Task to carry out:
Pull every line from the records below that contains the word "white", and list those lines unchanged.

Stored data:
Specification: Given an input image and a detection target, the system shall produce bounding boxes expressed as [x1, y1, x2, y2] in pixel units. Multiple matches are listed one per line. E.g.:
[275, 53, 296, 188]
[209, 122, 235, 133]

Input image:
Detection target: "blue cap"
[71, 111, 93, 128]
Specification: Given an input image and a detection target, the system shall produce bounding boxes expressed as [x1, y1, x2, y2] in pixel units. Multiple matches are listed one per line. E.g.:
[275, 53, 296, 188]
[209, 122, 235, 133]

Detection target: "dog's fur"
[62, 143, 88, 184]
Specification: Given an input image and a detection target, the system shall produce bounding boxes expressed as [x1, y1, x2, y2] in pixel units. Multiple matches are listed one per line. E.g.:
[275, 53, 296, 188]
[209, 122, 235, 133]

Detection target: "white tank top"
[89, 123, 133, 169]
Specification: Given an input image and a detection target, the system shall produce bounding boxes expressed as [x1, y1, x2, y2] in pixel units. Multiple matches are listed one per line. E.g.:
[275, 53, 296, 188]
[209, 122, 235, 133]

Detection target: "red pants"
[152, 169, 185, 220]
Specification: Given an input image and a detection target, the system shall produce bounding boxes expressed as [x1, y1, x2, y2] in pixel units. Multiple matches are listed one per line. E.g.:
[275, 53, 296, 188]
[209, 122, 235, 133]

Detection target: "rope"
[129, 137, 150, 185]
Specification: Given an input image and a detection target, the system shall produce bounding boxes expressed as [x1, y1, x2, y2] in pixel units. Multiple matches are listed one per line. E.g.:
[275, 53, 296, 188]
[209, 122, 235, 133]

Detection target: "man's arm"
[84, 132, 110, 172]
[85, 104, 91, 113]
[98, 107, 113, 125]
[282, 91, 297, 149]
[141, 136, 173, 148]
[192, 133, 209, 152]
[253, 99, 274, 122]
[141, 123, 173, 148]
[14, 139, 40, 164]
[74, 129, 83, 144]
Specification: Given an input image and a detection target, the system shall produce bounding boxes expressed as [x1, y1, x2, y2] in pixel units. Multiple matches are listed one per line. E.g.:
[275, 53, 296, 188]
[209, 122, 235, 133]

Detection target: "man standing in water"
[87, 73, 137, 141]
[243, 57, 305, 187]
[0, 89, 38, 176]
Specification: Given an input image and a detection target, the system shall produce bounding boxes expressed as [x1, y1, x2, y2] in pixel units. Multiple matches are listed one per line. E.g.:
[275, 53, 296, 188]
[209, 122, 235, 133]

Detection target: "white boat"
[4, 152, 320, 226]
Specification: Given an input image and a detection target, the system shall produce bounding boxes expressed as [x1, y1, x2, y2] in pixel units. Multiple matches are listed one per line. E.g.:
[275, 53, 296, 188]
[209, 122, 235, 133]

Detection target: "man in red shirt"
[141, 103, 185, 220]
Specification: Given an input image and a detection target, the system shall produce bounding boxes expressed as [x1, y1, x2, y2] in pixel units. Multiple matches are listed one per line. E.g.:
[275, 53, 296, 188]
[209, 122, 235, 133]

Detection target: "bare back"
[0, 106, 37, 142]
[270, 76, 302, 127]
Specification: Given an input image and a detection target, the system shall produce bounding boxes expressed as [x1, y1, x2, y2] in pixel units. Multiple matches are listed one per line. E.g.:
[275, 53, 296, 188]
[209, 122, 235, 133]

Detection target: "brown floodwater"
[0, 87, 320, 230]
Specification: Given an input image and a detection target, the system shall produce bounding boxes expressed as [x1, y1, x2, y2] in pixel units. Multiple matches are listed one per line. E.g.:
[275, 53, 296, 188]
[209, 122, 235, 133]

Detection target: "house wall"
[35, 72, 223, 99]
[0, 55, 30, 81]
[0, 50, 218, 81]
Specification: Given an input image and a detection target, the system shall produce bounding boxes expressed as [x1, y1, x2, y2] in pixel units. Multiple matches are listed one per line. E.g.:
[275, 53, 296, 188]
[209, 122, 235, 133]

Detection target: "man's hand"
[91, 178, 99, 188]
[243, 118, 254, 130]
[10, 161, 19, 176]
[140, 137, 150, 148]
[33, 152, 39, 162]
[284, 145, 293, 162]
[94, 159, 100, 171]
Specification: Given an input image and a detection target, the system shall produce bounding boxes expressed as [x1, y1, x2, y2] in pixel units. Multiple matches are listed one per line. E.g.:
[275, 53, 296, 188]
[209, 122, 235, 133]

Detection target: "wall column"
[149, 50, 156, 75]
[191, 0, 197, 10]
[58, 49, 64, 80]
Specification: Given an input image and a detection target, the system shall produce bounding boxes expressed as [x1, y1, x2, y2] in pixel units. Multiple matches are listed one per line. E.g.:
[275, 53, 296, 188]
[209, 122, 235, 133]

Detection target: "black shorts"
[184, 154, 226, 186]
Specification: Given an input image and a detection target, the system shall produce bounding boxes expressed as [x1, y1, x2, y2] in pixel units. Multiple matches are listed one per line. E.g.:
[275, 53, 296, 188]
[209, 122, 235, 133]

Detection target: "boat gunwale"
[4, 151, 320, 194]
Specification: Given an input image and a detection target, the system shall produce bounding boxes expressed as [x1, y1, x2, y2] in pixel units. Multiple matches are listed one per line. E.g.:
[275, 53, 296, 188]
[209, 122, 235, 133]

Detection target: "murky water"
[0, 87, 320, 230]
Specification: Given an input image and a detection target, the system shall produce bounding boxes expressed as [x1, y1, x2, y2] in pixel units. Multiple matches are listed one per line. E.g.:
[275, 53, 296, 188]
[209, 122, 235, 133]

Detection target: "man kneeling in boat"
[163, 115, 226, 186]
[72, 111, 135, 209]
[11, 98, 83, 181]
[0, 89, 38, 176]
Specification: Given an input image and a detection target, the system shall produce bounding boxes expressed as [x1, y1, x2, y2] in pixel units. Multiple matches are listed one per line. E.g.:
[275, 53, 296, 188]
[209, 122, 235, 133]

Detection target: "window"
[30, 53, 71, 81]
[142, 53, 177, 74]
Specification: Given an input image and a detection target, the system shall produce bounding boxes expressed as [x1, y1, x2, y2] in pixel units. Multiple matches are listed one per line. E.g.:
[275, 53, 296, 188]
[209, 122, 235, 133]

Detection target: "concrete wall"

Answer to the problem:
Detection target: "white tank top"
Detection target: "white boat"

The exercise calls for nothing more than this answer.